═════ Kutipan Terpilih ═════

Selain itu ketua komite juga harus diberi batas waktu menjabat. Maksimal ketua komite bisa menjabat selama tiga tahun untuk sekolah menengah. Ini merujuk pada waktu normal usia sekolah Asumsinya adalah jika ketua komite memiliki anak duduk di kelas satu, maka dia akan berhenti menjadi ketua setelah anaknya lulus. Sistem kerja komite juga tidak kalah penting. Jangan hanya bertemu di awal semester atau awal tahun ajaran baru untuk pembahasan kenaikan iruran saja. Bila perlu komite melakukan pertemuan rutin secara berkala untuk mengevaluasi kinerja sekolah. Hasil dari evaluasi ini nanti bisa dijadikan bahan laporan dari masyarakat ke pemerintah.

═════

• **Tugas Tertulis A**:
Kembalikan semua bagian kutipan tentang komite sekolah, mulai dari "Selain itu ketua" terus sampai "masyarakat ke pemerintah.", tanpa perubahan apa pun.

═════ Data yang Diberikan ═════

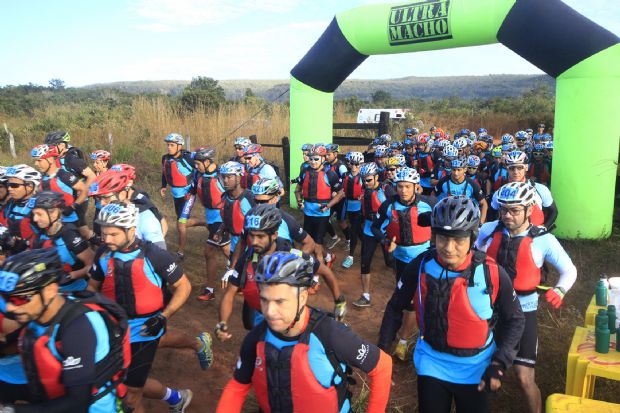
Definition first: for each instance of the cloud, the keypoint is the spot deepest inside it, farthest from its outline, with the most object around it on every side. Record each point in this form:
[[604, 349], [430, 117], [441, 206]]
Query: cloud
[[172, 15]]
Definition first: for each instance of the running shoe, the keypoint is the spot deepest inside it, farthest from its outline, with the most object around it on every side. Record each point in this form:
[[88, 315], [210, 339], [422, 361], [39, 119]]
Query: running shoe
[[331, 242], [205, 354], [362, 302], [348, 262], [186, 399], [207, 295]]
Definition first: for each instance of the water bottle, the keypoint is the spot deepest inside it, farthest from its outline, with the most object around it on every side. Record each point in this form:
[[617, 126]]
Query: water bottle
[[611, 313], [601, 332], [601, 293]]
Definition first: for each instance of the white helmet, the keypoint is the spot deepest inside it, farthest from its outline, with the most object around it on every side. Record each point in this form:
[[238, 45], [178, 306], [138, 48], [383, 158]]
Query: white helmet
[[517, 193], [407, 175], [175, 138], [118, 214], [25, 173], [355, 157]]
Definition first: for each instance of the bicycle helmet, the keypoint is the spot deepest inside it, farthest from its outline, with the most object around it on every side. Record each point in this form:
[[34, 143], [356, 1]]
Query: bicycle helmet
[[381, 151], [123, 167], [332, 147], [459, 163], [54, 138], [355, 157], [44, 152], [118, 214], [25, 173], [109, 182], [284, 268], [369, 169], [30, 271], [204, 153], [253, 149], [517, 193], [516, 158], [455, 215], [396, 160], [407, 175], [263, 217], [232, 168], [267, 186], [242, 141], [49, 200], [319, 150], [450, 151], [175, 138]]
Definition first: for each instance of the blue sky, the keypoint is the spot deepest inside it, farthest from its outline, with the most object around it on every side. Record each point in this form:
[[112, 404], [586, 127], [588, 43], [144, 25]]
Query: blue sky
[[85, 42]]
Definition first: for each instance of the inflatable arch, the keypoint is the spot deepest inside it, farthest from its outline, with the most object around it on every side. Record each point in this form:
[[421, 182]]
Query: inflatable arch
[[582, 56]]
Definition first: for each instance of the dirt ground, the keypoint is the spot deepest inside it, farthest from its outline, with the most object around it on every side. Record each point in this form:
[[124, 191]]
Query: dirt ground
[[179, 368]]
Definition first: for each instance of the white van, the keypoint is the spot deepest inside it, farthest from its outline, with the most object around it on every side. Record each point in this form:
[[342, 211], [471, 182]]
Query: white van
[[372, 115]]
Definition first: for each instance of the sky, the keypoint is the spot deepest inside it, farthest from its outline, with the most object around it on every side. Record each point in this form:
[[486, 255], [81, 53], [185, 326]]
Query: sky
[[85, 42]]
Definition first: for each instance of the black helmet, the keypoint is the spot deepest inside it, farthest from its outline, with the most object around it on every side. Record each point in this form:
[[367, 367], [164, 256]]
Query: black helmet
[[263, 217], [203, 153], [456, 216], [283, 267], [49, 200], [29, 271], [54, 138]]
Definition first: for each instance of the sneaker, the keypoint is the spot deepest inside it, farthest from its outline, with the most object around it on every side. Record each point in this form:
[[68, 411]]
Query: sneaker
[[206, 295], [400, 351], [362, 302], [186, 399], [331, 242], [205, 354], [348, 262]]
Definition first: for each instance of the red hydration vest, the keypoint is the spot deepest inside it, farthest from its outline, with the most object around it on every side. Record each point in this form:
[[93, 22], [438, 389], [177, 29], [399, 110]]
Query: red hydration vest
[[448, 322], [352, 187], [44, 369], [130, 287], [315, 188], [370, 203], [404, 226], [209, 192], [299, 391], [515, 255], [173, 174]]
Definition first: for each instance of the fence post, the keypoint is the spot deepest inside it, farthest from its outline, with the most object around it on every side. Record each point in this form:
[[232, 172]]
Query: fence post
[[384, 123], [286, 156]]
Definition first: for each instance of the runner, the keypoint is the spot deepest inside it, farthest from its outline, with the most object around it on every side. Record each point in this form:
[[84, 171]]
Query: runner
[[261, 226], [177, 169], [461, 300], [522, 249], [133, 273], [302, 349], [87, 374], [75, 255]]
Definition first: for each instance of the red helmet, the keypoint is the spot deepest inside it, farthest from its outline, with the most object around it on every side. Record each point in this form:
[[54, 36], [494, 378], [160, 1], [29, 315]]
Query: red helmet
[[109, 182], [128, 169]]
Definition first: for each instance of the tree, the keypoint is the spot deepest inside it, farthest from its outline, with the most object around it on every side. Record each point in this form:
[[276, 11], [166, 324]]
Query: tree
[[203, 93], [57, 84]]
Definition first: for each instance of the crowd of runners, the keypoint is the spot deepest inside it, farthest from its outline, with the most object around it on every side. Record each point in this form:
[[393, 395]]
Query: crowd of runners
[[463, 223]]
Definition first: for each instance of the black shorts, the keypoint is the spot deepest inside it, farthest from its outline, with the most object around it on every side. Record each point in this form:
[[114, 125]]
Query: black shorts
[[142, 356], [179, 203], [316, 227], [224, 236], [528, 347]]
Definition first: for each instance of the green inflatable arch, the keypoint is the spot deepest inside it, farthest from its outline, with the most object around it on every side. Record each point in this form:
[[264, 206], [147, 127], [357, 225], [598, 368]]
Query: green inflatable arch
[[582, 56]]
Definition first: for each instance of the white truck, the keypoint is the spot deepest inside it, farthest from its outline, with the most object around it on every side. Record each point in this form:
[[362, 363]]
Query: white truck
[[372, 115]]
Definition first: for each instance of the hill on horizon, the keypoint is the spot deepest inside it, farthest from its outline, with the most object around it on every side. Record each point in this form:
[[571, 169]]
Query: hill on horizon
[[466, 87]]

═════

• **Tugas Tertulis B**:
Tolong ketik ulang baris-baris catatan mulai dari baris yang memuat "Definition first: for each instance of the bicycle" terus sampai baris yang memuat "151], [175, 138]]", termasuk kedua baris itu, tanpa perubahan. Jangan sertakan baris lain.

• **Hasil A**:
Selain itu ketua komite juga harus diberi batas waktu menjabat. Maksimal ketua komite bisa menjabat selama tiga tahun untuk sekolah menengah. Ini merujuk pada waktu normal usia sekolah Asumsinya adalah jika ketua komite memiliki anak duduk di kelas satu, maka dia akan berhenti menjadi ketua setelah anaknya lulus. Sistem kerja komite juga tidak kalah penting. Jangan hanya bertemu di awal semester atau awal tahun ajaran baru untuk pembahasan kenaikan iruran saja. Bila perlu komite melakukan pertemuan rutin secara berkala untuk mengevaluasi kinerja sekolah. Hasil dari evaluasi ini nanti bisa dijadikan bahan laporan dari masyarakat ke pemerintah.

• **Hasil B**:
Definition first: for each instance of the bicycle helmet, the keypoint is the spot deepest inside it, farthest from its outline, with the most object around it on every side. Record each point in this form:
[[34, 143], [356, 1]]
Query: bicycle helmet
[[381, 151], [123, 167], [332, 147], [459, 163], [54, 138], [355, 157], [44, 152], [118, 214], [25, 173], [109, 182], [284, 268], [369, 169], [30, 271], [204, 153], [253, 149], [517, 193], [516, 158], [455, 215], [396, 160], [407, 175], [263, 217], [232, 168], [267, 186], [242, 141], [49, 200], [319, 150], [450, 151], [175, 138]]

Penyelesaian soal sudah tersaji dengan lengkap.